▶ **Aim**: Reproduce all of the material below word for word, leaving out the pictures.
=== Records to use ===
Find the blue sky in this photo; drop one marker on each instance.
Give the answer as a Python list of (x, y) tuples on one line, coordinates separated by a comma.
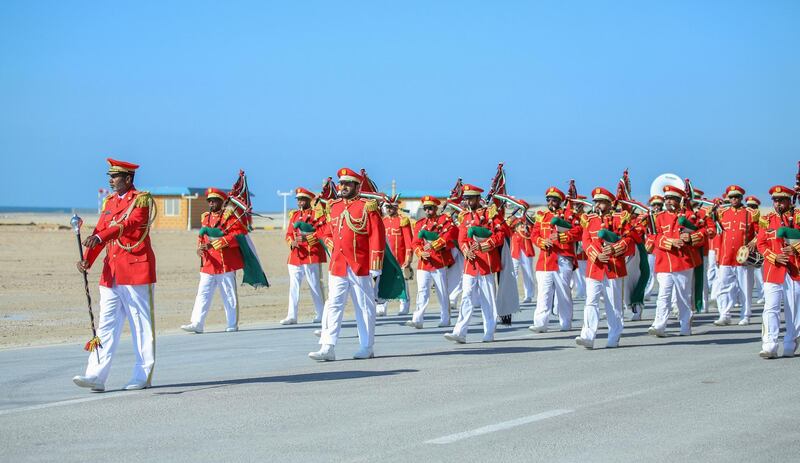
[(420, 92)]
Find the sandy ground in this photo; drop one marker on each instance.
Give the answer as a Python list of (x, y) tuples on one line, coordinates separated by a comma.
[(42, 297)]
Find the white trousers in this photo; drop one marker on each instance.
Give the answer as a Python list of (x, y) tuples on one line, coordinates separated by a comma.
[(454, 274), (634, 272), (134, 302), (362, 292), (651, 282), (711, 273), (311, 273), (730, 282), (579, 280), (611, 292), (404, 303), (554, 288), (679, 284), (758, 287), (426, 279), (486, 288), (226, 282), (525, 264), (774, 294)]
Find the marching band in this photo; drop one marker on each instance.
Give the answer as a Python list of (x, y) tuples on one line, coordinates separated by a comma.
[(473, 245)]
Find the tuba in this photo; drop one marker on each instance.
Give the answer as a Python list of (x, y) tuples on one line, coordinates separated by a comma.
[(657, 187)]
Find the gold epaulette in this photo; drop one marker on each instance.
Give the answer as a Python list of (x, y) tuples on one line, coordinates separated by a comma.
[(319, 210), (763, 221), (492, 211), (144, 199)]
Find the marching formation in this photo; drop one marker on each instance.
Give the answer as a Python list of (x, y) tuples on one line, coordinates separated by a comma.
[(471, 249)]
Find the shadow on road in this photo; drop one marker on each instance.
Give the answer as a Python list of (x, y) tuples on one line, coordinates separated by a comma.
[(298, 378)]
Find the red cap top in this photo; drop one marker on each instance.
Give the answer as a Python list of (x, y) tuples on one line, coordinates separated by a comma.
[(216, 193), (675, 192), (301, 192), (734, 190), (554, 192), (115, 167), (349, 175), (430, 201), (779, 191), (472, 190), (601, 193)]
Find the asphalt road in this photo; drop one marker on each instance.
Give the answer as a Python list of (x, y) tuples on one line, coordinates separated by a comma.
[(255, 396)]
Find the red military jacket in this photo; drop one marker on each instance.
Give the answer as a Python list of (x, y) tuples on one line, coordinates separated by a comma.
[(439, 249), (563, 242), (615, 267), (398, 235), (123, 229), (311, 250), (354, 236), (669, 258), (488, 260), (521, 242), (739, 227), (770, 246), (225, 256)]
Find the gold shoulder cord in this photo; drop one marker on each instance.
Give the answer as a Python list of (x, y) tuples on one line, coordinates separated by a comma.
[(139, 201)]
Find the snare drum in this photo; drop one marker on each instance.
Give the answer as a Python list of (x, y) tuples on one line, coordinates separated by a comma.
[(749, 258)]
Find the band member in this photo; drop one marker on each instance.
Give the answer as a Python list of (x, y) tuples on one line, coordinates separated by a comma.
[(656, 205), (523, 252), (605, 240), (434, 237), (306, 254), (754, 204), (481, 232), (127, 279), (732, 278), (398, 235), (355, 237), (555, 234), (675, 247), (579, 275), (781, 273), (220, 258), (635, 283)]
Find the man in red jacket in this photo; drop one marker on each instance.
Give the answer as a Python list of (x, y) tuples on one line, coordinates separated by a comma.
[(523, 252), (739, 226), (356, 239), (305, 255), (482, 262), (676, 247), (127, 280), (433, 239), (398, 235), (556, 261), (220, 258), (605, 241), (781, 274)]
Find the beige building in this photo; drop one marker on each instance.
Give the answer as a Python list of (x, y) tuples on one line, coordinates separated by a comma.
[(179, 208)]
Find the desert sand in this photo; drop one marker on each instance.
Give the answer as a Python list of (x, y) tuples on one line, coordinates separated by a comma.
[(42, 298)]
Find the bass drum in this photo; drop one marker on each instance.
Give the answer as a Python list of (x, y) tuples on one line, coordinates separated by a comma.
===
▶ **Task result**:
Find the blue sky in this photo; drop one marker on each instance.
Give the answer as a Python list of (x, y) tuples on one line, coordinates separated by a comma.
[(420, 92)]
Find the sandy ground in this photo; drop one marker on each instance.
Give the answer as a Python list of (x, y) tuples on one line, coordinates separated by a comma.
[(42, 297)]
Find the white trousers in this photo; drop one marker on each instance.
Give the answer as a Python list of (x, y) tuples on one line, coordinates separated by a comma.
[(454, 274), (634, 272), (134, 302), (362, 292), (651, 282), (711, 273), (311, 273), (730, 282), (579, 280), (611, 292), (404, 303), (554, 288), (679, 284), (758, 287), (426, 279), (486, 288), (226, 282), (525, 264), (774, 294)]
Find the marching band in this photo; drop one marker on each instance.
Give the answer as a Python list of (x, y) tuples on one line, coordinates separated by a comma.
[(473, 245)]
Find the tuba in this photo; drop one marker on each instance.
Give the answer as a Python list of (x, y) tuples on one line, coordinates separated by a comma.
[(657, 187)]
Find the gold epaulette in this photo; drop one marker on each instance.
Give the answer as a Python list of (x, y) tuples on one line, coordinates separated by a comma.
[(319, 210), (763, 221), (492, 211), (144, 199)]
Find the marching formation in this photo; drop one marker on each instance.
Give the answer as a Python list of (x, y) tuples on one line, coordinates separated by a comma.
[(471, 249)]
Find the shadow on road in this photo; drop one marker on each instance.
Give the answer as a Python list of (x, y) tuples on one line, coordinates separated by a comma.
[(298, 378)]
Find the red cap top in this photo; drop one marker on each instance.
Give the answer as a Python list of (x, y) tuples on one line, coordinates separated by a comma.
[(216, 193), (675, 192), (301, 192), (734, 190), (554, 192), (115, 167), (349, 175), (430, 201), (779, 191), (472, 190), (601, 193)]
Find the asphalt road in this photo; drop one marker on each instance.
Give the answer as a Python list of (x, y) tuples on one line, coordinates separated by a comma.
[(255, 396)]
Find the red military jacket in this photo; drop one marker on each instance.
Give the answer as a Python list of (x, y) tuples on one line, coordinates separated by a comma.
[(439, 249), (563, 242), (615, 267), (398, 235), (123, 229), (311, 250), (354, 236), (669, 258), (488, 260), (521, 242), (739, 227), (770, 246), (225, 256)]
Find the gold shoulder cord in this photo; drop one marker on each instance.
Give the answer as a Python list of (x, y) tuples on one line, coordinates separated by a comma.
[(139, 201)]
Find the snare drum in this photo; drop one marker on each instance.
Give the answer as a Python list of (x, y) tuples on one line, coordinates separated by a comma.
[(749, 258)]
Find the band member in this photo; drop one marker on each instance.
Give the answer as a Python list of (x, y) tuples on one line, coordinates separated by a comma.
[(656, 205), (523, 252), (605, 240), (434, 237), (306, 254), (754, 204), (481, 232), (127, 279), (732, 278), (398, 235), (355, 237), (555, 234), (675, 247), (579, 275), (781, 273), (220, 258), (635, 283)]
Find the man in red jacket in this photo; drop one marker on each instance.
Give the answer as a Python list of (x, y) tuples on one line, coordinates separated by a comma.
[(523, 252), (739, 226), (356, 239), (305, 255), (482, 262), (676, 247), (127, 280), (433, 239), (398, 235), (556, 261), (220, 258), (605, 241), (781, 274)]
Find the beige building in this photo; drop one marker on each instance.
Give the answer as a Python list of (x, y) tuples on one line, coordinates separated by a comma.
[(179, 208)]
Find the desert sand in this photo; drop one marker on each instance.
Give the answer as a Python list of (x, y) tuples on one line, coordinates separated by a comma.
[(42, 298)]
Find the bass drum in this photo; drop one marker on each instance.
Give the answer as a Python list of (x, y) tuples on one line, coordinates separated by a comma.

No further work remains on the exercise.